[Task goal] Carry on the essay about becoming a writer, picking up right after its last sentence.

[Passage shown]
=====
On Becoming a Writer
[When writer Philip Kenney noted in the introduction to his book, So Many Surprises: Essays 2013 — 2023, exactly when he came to know he was a writer, I realized it would be interesting to hear more such stories so I have been putting out word to Writing It Real members to send me personal essays on the topic. First up is member Sandra Hurtes’ essay, (Be sure to check out her byline and the cool old photo she sent in to go along with the essay). I know many of us can relate to her account of her experience. Please send in your accounts–hopefully, we’ll have another digital anthology to put together! But we don’t have to wait for a whole collection. I can publish your essays as you write them!–Ed.]
It was 1977, I was in my mid-twenties, working as a receptionist at a luxury-brand advertising agency in Midtown Manhattan. I was treading in foreign waters, knowing little of sophisticated Madison Avenue. In fact, the classified ad in The New York Times that got me here specified “chic” as a job qualification. When I read the ad to a friend, I mispronounced the word chic as chick.
My interview dress was casually formal—beige short-sleeved dress, buttoned down the front and belted at the waist with a flared skirt just above the knee. With my 90 words-per-minute typing speed (and chicness!) I aced the interview.
=====
[Records provided]
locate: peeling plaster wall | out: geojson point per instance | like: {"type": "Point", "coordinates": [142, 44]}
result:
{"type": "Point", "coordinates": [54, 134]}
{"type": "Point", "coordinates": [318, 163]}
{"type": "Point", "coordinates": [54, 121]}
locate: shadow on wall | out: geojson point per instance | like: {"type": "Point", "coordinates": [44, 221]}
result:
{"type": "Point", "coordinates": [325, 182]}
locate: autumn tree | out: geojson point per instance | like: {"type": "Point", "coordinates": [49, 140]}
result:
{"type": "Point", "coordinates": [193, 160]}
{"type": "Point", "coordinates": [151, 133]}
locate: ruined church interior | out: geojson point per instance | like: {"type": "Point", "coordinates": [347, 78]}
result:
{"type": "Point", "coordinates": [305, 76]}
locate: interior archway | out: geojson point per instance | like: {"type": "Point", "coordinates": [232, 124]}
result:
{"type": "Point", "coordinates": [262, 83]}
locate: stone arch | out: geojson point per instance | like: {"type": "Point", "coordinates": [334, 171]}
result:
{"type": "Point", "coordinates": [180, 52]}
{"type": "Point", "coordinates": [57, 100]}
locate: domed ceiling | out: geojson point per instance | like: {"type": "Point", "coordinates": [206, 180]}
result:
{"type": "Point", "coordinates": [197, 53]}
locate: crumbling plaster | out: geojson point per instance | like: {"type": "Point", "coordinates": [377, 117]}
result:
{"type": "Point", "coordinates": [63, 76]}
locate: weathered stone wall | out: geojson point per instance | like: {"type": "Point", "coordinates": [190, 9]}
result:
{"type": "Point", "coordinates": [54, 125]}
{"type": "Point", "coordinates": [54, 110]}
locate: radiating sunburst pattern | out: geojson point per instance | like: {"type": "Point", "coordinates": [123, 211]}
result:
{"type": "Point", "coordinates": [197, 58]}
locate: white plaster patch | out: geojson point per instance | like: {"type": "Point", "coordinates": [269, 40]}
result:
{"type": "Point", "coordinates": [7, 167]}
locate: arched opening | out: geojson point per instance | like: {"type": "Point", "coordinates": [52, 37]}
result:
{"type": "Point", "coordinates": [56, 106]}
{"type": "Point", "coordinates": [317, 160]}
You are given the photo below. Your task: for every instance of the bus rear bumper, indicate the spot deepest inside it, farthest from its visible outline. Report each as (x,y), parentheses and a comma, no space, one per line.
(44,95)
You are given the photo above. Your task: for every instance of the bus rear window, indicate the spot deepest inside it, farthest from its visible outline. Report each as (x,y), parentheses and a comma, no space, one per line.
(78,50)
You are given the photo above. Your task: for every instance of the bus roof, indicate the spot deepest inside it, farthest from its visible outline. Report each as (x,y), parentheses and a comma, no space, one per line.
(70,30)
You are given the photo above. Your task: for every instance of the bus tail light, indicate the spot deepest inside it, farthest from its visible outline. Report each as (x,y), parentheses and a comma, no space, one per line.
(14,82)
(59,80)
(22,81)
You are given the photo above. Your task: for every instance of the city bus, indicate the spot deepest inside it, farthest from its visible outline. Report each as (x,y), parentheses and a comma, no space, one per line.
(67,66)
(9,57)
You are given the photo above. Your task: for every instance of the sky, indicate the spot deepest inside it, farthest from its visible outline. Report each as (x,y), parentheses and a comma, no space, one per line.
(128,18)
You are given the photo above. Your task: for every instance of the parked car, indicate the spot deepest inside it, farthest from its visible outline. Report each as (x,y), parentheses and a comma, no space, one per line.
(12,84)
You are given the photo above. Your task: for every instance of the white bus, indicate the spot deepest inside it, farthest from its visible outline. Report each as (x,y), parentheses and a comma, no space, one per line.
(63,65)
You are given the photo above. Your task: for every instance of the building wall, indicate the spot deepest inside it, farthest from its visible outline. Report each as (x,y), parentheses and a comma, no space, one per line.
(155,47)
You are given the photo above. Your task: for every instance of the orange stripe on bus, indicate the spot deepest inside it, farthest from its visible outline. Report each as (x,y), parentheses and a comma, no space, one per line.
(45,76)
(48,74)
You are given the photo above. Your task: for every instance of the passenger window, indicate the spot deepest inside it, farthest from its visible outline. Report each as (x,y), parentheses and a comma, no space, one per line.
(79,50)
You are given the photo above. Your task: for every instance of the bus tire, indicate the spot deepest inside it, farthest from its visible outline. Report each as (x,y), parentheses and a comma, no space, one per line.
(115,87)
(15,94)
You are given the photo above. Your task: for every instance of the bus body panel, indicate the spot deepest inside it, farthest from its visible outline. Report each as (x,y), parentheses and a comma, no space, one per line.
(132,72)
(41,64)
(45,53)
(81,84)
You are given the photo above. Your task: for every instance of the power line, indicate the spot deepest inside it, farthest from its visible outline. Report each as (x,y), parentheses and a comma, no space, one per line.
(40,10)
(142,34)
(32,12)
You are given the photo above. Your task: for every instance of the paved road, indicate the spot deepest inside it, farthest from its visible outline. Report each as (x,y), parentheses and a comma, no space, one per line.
=====
[Expected answer]
When I wasn’t answering the phone or making coffee, I read the Times, which was delivered to the office. In addition to the news, which I was moderately interested in, I read personal essays by female writers, unlike anything I’d ever read; they were true stories and used the “I” pronoun. Vivian Gornick, Maxine Hong Kingston, and others wrote about their childhoods, society’s expectations, relationships and so much more. Their work appeared in the Times during the early days of the “Hers” column, which ran in the Home section until 1993. The column was a weekly forum in which a different female writer wrote once a week for four weeks. I had just started therapy and had begun to keep a journal. Insights into my life filled me with a desire to share them; I dreamed that one day I would have my essays in the “Hers” column.
In the ensuing years, I held various jobs that I’d begun to refer to as “day jobs”—they paid the bills while I pursued my creative life. After work, my life revolved around reading and writing. I spent endless hours at bookstores; each book I read—Hong Kingston’s Woman Warrior, Gornick’s Fierce Attachments, and so many others helped soften the loneliness I’d felt since childhood. There were women like me—at times lost, having difficulty with family, ambitious, or feeling guilty for not being ambitious enough.
I crafted essays in my head and honed my writing skills in my journal, writing full-length pieces, too raw for publication. My writing “mentors” had given me the courage to write about my real-life worries that included: would I be alone for the rest of my life, find a fulfilling career, would I weather the storms of my near-impossible separation from my parents?
In time, my writing became smoother, and I showed work to close friends. They cheered me on. I took my first creative writing class and learned the power of revision and feedback. I soaked up every comment. In 1994, I began to submit work to newspapers; I had three published essays, one in The Washington Post. I consistently read “Close to Home,” the column that had replaced “Hers.” The submission requirements were on a voicemail recording—two published clips, a 1200-word double-spaced essay, and a return envelope (for the likely form rejection.)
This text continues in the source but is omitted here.